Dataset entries
○ ○ ○ ○

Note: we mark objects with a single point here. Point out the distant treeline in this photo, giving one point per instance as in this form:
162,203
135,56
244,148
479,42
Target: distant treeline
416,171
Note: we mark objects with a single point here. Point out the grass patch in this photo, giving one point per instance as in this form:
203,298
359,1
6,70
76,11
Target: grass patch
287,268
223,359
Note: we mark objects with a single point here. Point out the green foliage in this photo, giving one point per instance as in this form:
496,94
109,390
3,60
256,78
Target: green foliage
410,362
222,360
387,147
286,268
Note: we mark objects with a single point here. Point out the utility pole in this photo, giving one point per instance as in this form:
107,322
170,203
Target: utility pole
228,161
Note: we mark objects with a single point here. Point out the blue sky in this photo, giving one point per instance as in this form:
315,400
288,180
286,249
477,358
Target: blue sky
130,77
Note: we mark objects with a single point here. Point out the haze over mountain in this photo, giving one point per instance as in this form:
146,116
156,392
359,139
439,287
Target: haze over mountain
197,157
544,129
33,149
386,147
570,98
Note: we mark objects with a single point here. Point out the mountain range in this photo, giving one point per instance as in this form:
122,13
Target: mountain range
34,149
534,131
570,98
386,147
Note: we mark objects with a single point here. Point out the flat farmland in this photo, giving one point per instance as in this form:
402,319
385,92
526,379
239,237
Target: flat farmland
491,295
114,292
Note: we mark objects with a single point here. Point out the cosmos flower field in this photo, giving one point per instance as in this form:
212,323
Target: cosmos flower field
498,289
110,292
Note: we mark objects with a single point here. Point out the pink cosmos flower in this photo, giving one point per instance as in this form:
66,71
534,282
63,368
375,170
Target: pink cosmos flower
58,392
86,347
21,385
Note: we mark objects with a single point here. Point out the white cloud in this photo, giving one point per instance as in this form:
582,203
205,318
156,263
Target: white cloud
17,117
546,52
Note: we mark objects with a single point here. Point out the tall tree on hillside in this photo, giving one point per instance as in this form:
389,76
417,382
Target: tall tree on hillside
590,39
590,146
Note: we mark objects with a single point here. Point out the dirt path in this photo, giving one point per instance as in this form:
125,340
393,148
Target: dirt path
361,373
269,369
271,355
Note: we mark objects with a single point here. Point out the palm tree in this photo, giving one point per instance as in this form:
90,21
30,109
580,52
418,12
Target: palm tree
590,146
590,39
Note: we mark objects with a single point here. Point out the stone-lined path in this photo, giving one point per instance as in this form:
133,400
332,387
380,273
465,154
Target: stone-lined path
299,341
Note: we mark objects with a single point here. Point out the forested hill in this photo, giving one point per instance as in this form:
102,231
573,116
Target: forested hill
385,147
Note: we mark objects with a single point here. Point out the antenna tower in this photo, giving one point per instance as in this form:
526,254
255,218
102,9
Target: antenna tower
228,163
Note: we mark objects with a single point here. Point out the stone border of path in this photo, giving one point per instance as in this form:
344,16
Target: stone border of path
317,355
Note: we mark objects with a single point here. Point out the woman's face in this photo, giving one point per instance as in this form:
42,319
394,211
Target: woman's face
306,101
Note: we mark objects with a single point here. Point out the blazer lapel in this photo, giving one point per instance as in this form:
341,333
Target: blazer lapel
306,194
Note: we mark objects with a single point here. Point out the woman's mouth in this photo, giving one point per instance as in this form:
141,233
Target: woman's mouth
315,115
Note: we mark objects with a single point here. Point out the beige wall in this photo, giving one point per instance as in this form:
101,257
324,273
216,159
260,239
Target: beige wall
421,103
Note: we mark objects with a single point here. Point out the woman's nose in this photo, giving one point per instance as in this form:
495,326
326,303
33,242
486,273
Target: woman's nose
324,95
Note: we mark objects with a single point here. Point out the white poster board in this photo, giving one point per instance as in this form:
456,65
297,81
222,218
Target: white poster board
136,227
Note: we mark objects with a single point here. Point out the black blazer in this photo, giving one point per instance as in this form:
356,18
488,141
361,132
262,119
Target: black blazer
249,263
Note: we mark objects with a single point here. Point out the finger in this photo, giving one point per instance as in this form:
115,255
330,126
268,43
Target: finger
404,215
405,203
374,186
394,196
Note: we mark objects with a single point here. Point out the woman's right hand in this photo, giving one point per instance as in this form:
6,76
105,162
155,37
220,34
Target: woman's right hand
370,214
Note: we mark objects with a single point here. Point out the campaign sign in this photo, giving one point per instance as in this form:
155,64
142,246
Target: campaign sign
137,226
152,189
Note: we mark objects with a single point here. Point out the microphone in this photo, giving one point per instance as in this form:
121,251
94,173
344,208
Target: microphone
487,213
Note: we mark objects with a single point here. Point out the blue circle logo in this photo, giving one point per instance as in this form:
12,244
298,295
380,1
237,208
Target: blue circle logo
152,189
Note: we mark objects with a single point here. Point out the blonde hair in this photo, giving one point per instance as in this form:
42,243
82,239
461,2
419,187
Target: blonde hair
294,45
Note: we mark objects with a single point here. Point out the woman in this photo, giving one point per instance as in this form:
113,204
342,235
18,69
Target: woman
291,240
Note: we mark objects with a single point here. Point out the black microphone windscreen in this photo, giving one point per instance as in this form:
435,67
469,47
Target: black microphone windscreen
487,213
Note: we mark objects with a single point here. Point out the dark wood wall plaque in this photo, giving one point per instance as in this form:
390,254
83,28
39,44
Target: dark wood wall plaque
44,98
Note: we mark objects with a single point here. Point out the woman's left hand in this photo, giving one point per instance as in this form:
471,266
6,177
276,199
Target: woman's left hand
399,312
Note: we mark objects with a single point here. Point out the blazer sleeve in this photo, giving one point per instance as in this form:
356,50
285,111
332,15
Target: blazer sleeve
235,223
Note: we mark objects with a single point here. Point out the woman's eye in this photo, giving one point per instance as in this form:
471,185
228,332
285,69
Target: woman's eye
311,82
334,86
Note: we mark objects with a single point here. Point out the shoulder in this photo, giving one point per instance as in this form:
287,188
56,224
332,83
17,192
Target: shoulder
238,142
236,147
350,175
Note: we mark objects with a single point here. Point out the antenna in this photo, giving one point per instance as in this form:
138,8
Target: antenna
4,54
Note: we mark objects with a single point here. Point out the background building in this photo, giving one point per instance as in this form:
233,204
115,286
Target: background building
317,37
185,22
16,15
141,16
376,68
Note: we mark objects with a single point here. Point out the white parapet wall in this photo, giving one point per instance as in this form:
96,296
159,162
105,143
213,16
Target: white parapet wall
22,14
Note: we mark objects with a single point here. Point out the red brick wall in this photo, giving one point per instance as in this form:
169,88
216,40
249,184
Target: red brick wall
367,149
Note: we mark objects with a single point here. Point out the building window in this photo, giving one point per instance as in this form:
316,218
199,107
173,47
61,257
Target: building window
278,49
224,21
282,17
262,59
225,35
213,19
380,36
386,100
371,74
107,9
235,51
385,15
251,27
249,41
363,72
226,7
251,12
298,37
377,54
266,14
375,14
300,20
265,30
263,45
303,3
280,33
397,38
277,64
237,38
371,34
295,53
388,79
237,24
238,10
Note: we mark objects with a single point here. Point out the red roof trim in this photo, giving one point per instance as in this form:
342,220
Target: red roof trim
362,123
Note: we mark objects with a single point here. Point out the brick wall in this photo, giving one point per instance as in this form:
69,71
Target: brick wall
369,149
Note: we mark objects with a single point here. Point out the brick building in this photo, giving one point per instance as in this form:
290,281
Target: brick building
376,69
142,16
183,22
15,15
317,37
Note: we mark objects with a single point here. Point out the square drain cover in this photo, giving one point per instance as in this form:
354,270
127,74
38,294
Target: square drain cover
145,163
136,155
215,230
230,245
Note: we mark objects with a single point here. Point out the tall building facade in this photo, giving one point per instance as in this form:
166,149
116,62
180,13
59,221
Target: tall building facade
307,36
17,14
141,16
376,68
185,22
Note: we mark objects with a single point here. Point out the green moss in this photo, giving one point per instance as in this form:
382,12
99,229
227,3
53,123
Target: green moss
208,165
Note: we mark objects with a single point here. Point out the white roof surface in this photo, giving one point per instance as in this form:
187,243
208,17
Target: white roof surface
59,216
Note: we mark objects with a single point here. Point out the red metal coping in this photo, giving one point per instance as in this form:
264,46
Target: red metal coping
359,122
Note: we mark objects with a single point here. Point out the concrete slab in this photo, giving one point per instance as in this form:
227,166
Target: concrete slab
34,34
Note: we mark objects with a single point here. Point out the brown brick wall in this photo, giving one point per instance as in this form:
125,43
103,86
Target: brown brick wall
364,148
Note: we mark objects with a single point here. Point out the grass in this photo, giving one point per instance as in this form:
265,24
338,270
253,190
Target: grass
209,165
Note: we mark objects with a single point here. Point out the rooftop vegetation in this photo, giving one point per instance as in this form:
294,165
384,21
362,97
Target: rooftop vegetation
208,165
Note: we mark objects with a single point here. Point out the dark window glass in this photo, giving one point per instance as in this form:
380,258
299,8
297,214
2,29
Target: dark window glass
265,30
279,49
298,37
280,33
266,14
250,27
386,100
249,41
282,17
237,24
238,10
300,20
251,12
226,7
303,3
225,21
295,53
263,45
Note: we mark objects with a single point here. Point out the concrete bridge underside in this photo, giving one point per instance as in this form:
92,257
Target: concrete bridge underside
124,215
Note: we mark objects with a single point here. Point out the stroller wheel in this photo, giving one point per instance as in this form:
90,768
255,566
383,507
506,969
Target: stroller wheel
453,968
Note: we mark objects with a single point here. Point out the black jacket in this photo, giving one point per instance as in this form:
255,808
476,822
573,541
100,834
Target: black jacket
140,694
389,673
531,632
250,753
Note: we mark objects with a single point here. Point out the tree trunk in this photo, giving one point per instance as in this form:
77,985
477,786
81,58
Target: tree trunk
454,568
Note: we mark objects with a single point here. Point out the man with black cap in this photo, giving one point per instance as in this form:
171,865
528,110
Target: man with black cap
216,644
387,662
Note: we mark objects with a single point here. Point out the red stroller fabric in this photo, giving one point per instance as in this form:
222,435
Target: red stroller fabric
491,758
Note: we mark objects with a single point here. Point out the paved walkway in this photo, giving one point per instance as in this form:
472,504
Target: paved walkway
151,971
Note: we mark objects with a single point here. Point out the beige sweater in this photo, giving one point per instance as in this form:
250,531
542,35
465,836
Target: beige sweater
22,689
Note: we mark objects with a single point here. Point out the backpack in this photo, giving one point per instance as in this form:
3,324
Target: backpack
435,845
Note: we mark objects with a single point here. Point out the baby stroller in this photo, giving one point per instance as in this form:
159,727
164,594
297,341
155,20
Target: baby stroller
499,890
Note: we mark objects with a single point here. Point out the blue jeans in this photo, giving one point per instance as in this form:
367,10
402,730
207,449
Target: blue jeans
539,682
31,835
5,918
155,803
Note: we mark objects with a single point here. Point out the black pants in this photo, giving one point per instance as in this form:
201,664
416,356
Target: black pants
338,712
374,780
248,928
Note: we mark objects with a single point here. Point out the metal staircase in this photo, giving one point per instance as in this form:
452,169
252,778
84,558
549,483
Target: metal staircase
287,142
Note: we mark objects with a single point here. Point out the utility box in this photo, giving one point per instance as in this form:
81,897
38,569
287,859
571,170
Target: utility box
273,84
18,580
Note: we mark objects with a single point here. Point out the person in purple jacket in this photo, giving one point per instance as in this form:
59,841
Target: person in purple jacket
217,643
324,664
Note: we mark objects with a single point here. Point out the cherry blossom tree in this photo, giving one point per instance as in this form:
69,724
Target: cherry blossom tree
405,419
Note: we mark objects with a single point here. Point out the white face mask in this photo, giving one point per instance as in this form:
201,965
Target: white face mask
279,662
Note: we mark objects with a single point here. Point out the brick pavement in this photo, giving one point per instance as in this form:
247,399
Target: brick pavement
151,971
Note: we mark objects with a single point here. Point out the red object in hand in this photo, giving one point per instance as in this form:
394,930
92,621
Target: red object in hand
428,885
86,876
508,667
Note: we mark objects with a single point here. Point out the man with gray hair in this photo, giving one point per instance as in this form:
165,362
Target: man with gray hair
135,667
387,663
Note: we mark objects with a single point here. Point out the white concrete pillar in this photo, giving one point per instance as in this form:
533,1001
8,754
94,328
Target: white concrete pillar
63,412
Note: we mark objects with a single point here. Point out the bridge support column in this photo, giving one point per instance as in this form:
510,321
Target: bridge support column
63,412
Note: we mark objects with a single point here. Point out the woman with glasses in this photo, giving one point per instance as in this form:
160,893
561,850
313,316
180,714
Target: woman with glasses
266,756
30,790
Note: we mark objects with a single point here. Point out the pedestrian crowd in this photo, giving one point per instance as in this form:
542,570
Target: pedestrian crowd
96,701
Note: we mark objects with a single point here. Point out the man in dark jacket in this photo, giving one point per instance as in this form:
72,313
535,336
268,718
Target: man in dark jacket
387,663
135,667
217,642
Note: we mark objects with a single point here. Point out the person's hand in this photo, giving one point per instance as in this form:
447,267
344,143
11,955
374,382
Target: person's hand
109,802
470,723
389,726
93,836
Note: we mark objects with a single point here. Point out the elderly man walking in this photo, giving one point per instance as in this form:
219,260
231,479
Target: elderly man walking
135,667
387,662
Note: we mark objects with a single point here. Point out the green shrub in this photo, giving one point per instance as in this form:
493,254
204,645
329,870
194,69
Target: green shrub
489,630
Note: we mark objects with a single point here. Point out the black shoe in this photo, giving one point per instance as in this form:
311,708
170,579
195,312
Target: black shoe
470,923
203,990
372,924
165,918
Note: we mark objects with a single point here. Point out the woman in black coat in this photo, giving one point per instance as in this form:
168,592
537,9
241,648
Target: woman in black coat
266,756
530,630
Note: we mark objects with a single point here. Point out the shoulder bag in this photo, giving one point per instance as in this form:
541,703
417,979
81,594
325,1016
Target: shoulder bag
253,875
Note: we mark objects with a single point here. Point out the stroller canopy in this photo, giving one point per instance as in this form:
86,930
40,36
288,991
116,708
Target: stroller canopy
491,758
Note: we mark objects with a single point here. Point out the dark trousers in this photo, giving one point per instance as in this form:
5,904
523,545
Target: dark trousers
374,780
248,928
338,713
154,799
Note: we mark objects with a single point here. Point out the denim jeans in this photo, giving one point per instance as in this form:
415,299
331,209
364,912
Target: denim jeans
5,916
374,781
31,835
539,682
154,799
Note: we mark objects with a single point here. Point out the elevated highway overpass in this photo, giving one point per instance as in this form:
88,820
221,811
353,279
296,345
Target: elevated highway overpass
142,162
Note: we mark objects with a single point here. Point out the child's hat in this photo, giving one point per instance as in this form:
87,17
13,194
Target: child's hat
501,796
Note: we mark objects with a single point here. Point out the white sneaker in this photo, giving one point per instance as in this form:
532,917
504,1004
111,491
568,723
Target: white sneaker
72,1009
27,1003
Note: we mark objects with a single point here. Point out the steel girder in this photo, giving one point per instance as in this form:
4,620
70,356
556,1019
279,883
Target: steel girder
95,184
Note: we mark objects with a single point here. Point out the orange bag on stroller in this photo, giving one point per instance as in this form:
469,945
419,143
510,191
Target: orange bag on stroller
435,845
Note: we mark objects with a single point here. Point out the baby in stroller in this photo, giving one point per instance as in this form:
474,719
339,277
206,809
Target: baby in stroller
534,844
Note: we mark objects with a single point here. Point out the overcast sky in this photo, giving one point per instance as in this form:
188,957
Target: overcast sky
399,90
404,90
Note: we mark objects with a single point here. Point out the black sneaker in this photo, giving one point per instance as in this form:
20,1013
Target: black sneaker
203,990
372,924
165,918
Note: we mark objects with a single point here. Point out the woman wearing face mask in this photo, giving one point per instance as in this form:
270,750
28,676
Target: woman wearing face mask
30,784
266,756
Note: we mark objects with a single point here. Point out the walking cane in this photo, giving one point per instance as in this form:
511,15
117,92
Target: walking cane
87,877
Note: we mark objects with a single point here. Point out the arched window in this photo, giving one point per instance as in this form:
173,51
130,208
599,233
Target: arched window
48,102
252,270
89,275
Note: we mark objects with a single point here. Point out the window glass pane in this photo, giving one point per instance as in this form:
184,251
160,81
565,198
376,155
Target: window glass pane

○ ○ ○ ○

■ **Prompt**: Search the data above for "pane" and copy every line where it turns up.

■ **Result of the task**:
Note: we mark objects with a single point here. Point out the window glass pane in this photo, giving one point per instance as in this form:
Target: window glass pane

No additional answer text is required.